Copy, from the data below, each line that has the word "shirt".

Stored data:
--------------------------------------------------

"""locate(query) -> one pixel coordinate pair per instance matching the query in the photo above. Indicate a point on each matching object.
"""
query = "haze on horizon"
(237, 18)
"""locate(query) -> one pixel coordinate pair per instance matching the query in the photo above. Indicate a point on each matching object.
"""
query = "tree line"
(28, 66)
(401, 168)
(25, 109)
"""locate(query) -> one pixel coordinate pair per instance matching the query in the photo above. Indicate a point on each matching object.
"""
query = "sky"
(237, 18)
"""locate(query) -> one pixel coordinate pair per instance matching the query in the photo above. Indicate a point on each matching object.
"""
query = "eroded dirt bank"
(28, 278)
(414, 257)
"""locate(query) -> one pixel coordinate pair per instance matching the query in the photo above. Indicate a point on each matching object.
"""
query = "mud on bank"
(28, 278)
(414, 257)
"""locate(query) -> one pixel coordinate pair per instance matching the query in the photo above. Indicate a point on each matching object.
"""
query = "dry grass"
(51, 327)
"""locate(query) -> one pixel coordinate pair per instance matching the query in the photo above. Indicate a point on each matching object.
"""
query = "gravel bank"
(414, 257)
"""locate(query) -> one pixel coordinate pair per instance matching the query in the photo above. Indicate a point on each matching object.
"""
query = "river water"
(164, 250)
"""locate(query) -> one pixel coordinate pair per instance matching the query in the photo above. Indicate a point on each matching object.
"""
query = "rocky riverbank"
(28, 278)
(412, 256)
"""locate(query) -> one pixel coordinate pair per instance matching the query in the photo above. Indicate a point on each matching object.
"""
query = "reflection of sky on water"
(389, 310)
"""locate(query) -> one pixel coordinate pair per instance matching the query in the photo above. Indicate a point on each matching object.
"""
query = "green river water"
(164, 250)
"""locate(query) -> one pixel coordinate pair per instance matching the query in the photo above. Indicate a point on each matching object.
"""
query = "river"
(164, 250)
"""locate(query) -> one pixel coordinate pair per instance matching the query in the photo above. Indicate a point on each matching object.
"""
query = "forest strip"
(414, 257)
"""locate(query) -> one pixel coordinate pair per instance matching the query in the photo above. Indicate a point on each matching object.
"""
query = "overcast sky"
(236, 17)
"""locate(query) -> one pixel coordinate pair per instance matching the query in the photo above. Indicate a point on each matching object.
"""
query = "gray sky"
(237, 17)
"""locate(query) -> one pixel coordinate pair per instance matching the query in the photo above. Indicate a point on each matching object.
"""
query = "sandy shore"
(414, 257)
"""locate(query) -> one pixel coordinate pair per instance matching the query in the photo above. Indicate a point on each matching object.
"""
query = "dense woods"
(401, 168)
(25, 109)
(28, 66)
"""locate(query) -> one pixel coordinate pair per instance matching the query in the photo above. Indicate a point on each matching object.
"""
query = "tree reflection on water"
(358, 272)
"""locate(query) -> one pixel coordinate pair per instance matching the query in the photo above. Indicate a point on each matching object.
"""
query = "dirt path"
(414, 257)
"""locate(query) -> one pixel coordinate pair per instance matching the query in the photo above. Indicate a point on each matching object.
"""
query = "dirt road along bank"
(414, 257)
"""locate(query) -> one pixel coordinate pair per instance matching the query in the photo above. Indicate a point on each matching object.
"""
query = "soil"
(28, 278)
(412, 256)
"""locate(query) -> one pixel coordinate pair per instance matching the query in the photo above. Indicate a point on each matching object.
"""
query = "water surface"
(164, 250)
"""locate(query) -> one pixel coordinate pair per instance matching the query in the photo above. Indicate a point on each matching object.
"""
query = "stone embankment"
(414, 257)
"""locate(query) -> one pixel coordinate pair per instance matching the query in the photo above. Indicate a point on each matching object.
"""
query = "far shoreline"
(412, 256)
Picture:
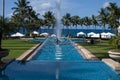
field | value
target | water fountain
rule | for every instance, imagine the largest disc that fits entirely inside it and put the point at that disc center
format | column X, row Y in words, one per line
column 58, row 36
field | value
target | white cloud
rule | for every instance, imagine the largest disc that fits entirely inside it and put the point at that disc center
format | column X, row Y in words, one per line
column 106, row 4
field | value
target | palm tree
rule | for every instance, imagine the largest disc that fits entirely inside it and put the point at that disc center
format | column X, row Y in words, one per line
column 66, row 21
column 49, row 19
column 75, row 21
column 115, row 41
column 20, row 14
column 8, row 27
column 94, row 21
column 87, row 21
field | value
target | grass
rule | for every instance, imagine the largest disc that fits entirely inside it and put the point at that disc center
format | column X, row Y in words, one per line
column 99, row 49
column 16, row 47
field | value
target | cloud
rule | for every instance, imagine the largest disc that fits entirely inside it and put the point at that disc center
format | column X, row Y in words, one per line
column 106, row 4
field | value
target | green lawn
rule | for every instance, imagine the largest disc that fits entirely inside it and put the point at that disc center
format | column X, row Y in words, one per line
column 16, row 47
column 99, row 49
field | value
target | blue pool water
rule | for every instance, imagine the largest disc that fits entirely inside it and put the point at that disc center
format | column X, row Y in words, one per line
column 48, row 50
column 55, row 61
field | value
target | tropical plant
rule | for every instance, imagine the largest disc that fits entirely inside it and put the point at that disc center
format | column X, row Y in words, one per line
column 87, row 21
column 94, row 21
column 20, row 14
column 103, row 18
column 5, row 28
column 114, row 16
column 66, row 21
column 49, row 19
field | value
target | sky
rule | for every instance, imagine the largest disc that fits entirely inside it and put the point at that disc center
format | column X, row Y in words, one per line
column 81, row 8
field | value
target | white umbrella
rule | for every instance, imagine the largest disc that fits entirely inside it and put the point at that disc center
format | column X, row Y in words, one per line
column 90, row 34
column 35, row 32
column 44, row 34
column 80, row 33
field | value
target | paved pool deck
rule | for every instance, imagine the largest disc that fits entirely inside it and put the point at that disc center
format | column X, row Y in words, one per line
column 85, row 53
column 89, row 56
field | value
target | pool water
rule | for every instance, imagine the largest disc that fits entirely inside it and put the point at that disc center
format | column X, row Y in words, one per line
column 58, row 61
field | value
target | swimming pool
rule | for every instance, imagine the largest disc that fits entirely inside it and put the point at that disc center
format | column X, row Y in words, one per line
column 58, row 61
column 65, row 49
column 68, row 70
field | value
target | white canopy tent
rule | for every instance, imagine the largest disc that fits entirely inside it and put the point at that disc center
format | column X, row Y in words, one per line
column 81, row 33
column 107, row 35
column 35, row 32
column 91, row 34
column 17, row 35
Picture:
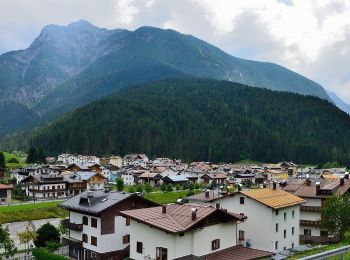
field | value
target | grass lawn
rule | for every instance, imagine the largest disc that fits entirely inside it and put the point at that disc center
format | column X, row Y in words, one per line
column 320, row 250
column 168, row 197
column 28, row 212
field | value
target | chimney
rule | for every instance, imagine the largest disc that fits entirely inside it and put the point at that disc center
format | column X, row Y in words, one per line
column 194, row 213
column 318, row 188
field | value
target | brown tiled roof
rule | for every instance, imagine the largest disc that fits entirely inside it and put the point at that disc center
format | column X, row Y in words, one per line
column 178, row 218
column 231, row 253
column 273, row 198
column 309, row 191
column 216, row 175
column 201, row 197
column 5, row 187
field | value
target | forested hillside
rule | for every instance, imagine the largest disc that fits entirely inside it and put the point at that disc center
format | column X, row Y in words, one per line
column 203, row 120
column 69, row 66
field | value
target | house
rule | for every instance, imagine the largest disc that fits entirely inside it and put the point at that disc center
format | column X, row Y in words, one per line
column 5, row 193
column 93, row 180
column 273, row 217
column 97, row 231
column 45, row 186
column 116, row 161
column 153, row 178
column 174, row 180
column 219, row 178
column 135, row 159
column 315, row 193
column 75, row 185
column 189, row 231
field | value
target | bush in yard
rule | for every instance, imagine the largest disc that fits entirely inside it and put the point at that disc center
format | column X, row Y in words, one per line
column 148, row 188
column 169, row 188
column 139, row 188
column 13, row 160
column 43, row 254
column 47, row 233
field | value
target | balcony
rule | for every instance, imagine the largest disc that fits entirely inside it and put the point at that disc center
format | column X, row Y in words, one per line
column 310, row 209
column 72, row 226
column 309, row 223
column 71, row 242
column 318, row 239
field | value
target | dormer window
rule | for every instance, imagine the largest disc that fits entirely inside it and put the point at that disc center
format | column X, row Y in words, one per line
column 85, row 220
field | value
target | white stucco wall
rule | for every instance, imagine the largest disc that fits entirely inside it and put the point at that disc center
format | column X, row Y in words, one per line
column 192, row 242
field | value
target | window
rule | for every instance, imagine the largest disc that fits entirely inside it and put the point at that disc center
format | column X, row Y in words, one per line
column 126, row 239
column 324, row 233
column 161, row 253
column 215, row 244
column 307, row 232
column 85, row 220
column 94, row 222
column 93, row 241
column 241, row 235
column 85, row 238
column 139, row 247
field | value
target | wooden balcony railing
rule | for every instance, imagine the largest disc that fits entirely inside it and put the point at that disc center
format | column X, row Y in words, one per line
column 72, row 226
column 309, row 223
column 310, row 208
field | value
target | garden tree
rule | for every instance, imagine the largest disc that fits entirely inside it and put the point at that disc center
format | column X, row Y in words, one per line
column 47, row 233
column 163, row 187
column 26, row 236
column 36, row 155
column 148, row 188
column 131, row 189
column 120, row 184
column 2, row 160
column 139, row 188
column 6, row 242
column 335, row 215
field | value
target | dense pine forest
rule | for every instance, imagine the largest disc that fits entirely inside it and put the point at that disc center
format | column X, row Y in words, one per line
column 197, row 119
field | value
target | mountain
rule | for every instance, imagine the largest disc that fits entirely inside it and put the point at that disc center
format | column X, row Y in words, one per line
column 339, row 102
column 69, row 66
column 202, row 119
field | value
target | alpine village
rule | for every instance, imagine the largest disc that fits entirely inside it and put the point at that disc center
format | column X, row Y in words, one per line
column 151, row 144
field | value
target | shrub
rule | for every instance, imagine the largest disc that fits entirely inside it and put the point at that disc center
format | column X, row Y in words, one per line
column 43, row 254
column 47, row 233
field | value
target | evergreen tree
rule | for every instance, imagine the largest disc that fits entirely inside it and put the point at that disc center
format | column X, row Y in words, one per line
column 2, row 161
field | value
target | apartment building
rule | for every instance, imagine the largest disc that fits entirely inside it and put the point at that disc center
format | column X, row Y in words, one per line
column 189, row 231
column 97, row 230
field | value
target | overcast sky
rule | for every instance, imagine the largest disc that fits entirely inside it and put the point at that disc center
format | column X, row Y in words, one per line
column 311, row 37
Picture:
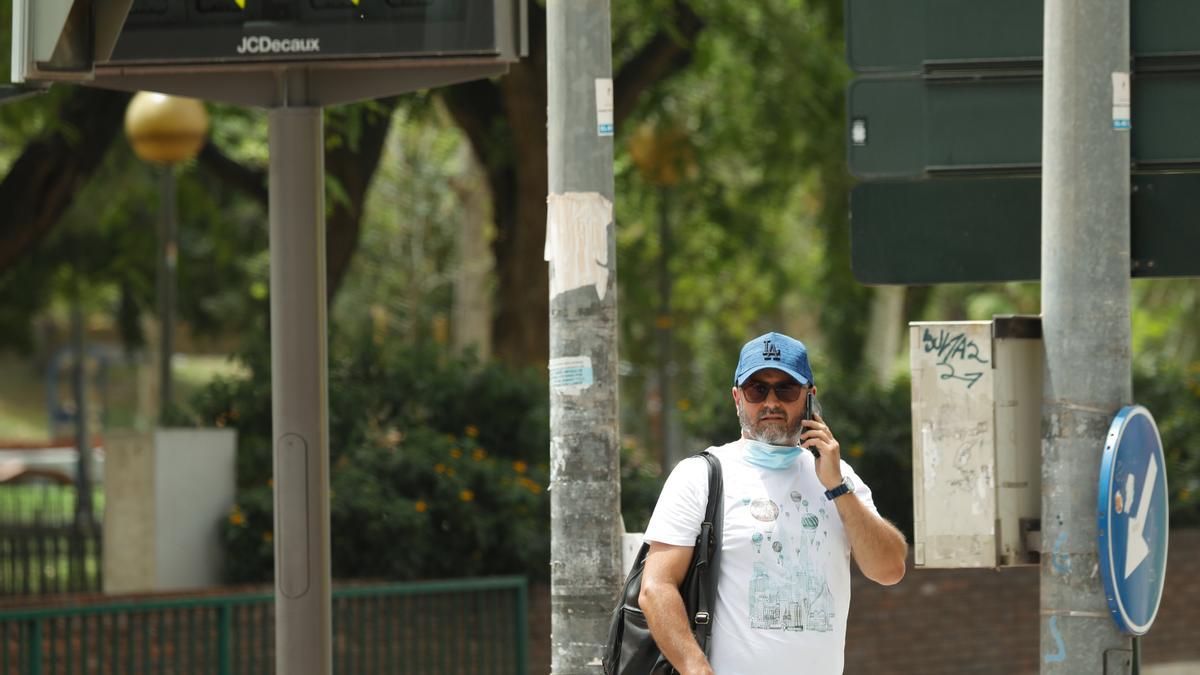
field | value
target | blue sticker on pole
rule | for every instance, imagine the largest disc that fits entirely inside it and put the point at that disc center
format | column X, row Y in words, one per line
column 1133, row 519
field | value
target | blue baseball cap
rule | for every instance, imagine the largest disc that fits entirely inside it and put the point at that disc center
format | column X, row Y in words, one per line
column 777, row 351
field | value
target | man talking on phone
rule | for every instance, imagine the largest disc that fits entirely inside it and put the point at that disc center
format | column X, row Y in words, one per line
column 795, row 513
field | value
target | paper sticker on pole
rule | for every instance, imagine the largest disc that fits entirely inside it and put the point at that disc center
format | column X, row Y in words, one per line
column 571, row 375
column 577, row 242
column 1121, row 102
column 604, row 106
column 1133, row 519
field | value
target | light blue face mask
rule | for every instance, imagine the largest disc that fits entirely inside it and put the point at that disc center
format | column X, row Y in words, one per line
column 771, row 457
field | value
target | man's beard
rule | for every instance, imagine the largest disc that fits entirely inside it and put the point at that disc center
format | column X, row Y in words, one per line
column 774, row 434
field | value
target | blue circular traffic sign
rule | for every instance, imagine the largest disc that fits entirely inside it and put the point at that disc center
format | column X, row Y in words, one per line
column 1133, row 519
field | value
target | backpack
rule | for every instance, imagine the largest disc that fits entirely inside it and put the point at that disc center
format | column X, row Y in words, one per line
column 630, row 649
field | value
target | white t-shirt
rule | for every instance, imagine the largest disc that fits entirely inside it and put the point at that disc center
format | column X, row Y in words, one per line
column 784, row 579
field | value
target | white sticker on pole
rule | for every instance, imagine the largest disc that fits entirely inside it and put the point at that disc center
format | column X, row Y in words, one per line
column 604, row 106
column 577, row 242
column 1121, row 102
column 570, row 375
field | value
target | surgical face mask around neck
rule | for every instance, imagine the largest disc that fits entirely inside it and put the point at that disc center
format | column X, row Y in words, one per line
column 766, row 455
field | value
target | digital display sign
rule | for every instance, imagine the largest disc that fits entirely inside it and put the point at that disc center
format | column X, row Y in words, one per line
column 246, row 31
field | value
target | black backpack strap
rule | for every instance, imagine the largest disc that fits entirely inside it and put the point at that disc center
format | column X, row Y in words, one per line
column 708, row 547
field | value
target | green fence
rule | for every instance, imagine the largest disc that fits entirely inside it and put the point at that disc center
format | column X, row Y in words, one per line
column 466, row 626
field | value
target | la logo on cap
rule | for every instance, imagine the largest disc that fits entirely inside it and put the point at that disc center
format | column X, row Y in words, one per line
column 769, row 352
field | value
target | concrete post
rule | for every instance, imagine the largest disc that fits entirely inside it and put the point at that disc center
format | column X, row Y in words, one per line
column 1085, row 303
column 586, row 527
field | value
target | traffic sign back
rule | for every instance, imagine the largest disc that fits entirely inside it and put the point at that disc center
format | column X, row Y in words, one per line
column 983, row 230
column 923, row 35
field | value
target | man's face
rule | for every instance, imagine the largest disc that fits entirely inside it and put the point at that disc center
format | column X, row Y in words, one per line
column 771, row 420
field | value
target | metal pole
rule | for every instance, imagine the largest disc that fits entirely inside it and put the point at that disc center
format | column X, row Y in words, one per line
column 671, row 451
column 79, row 390
column 299, row 392
column 1085, row 303
column 586, row 525
column 167, row 263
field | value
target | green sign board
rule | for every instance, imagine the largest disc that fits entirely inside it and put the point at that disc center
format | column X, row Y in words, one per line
column 927, row 35
column 989, row 230
column 911, row 127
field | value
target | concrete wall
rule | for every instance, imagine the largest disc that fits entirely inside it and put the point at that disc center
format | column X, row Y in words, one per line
column 166, row 494
column 978, row 621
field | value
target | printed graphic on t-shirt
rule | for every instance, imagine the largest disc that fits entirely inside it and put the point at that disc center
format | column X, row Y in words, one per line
column 787, row 587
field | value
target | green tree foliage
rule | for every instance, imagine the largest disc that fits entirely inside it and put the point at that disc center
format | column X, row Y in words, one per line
column 438, row 464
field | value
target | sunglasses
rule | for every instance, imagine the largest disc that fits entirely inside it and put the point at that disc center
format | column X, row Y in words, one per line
column 786, row 392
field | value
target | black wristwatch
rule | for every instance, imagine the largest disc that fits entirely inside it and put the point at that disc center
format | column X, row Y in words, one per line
column 846, row 487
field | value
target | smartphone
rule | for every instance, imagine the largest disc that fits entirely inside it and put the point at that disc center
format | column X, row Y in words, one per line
column 810, row 407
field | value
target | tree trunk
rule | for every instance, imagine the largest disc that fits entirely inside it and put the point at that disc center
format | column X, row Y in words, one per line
column 41, row 185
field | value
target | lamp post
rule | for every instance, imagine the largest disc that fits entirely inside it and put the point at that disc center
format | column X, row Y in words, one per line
column 165, row 131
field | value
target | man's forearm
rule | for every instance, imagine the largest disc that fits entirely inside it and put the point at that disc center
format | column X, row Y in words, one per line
column 667, row 619
column 879, row 548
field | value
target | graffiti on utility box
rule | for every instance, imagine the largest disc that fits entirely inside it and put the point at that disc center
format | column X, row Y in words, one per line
column 954, row 351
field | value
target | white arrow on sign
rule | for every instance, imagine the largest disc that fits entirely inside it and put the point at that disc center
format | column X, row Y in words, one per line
column 1137, row 548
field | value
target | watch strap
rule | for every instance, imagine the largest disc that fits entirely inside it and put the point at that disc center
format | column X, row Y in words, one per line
column 837, row 491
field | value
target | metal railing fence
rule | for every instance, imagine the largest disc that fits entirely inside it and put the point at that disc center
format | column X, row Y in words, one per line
column 456, row 627
column 43, row 549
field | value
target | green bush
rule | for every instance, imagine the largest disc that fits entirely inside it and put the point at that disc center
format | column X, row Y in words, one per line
column 438, row 465
column 1173, row 395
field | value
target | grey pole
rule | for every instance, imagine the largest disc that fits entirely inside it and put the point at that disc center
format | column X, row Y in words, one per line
column 84, row 514
column 167, row 264
column 299, row 392
column 586, row 525
column 1085, row 304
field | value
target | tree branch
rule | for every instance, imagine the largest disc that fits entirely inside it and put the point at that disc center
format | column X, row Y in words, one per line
column 251, row 180
column 669, row 52
column 42, row 184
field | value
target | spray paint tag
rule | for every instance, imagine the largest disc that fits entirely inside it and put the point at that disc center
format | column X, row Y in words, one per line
column 570, row 375
column 1121, row 102
column 604, row 106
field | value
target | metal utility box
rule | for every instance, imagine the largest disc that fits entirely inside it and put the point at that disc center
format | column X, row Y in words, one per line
column 976, row 441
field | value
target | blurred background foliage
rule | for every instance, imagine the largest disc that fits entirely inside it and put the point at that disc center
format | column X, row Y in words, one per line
column 731, row 184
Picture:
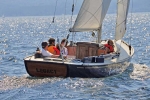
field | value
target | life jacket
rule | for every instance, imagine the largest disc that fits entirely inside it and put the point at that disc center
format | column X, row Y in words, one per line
column 56, row 50
column 51, row 49
column 109, row 47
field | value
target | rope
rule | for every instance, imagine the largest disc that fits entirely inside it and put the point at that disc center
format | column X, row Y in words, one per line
column 53, row 20
column 54, row 12
column 131, row 21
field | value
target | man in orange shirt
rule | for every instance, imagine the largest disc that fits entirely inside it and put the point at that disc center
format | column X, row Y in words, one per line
column 51, row 45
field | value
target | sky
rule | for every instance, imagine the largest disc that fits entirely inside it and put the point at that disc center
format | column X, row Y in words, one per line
column 47, row 7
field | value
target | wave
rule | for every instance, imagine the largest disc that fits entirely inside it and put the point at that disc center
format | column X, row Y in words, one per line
column 140, row 72
column 8, row 82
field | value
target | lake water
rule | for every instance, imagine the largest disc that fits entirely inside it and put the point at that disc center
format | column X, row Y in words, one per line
column 19, row 37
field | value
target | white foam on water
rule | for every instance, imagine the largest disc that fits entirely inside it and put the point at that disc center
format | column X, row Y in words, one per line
column 140, row 72
column 7, row 82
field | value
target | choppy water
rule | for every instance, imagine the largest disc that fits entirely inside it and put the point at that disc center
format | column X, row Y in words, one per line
column 20, row 36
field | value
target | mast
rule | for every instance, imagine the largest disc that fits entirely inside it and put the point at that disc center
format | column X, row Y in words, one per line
column 91, row 15
column 99, row 33
column 122, row 12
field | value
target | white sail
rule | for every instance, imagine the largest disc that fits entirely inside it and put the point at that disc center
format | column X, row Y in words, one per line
column 91, row 15
column 122, row 13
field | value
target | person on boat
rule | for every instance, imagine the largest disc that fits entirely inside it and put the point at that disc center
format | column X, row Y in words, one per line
column 109, row 46
column 45, row 52
column 63, row 45
column 51, row 47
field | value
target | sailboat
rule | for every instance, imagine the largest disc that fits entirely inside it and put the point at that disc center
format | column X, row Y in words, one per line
column 88, row 59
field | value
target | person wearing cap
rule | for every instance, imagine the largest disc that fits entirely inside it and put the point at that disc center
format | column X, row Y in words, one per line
column 51, row 46
column 45, row 52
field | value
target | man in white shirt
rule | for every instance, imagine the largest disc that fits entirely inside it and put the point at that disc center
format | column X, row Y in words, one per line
column 45, row 52
column 64, row 50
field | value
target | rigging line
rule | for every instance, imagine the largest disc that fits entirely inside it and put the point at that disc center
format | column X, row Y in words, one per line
column 93, row 15
column 72, row 16
column 54, row 12
column 131, row 20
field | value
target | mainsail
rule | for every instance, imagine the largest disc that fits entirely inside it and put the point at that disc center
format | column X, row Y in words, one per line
column 122, row 13
column 91, row 15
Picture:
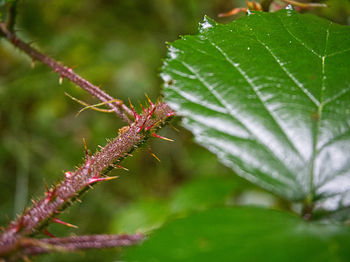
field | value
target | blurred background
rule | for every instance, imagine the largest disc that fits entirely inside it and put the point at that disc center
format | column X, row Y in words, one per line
column 118, row 45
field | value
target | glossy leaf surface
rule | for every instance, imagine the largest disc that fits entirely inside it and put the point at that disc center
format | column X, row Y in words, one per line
column 269, row 94
column 244, row 234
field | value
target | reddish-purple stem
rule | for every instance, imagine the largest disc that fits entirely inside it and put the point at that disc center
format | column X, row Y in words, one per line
column 46, row 245
column 65, row 72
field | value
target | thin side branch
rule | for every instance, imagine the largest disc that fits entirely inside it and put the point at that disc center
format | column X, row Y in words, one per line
column 65, row 72
column 60, row 196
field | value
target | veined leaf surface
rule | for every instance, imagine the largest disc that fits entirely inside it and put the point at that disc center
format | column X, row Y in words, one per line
column 269, row 95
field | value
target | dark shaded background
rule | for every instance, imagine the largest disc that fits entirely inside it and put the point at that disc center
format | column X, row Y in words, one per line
column 118, row 45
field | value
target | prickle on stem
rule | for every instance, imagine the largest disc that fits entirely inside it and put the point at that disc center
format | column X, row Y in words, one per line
column 96, row 179
column 162, row 137
column 56, row 220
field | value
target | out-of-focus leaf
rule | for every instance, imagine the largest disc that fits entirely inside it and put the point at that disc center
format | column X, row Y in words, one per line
column 269, row 94
column 244, row 234
column 141, row 217
column 203, row 193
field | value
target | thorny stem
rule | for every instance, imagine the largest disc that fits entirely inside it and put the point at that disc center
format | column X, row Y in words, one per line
column 69, row 244
column 15, row 240
column 65, row 72
column 60, row 196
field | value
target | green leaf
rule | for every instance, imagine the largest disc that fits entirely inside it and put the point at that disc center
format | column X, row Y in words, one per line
column 203, row 193
column 269, row 95
column 141, row 217
column 244, row 234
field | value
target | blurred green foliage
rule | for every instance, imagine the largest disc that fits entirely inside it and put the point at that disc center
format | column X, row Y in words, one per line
column 118, row 45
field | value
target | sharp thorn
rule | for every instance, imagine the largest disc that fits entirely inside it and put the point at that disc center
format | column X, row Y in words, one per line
column 120, row 167
column 98, row 179
column 56, row 220
column 68, row 174
column 152, row 154
column 46, row 232
column 85, row 148
column 149, row 100
column 161, row 137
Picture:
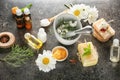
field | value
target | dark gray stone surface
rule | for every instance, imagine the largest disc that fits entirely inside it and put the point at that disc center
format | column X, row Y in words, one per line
column 104, row 70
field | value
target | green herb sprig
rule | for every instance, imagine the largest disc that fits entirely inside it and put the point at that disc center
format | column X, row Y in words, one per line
column 18, row 56
column 87, row 51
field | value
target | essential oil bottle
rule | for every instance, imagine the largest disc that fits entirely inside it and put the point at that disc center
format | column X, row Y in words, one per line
column 114, row 52
column 19, row 18
column 33, row 41
column 27, row 18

--------------------------------------------------

● **Task response**
target | white t-shirt
target | printed graphic on t-shirt
target | man in orange shirt
target | man in white shirt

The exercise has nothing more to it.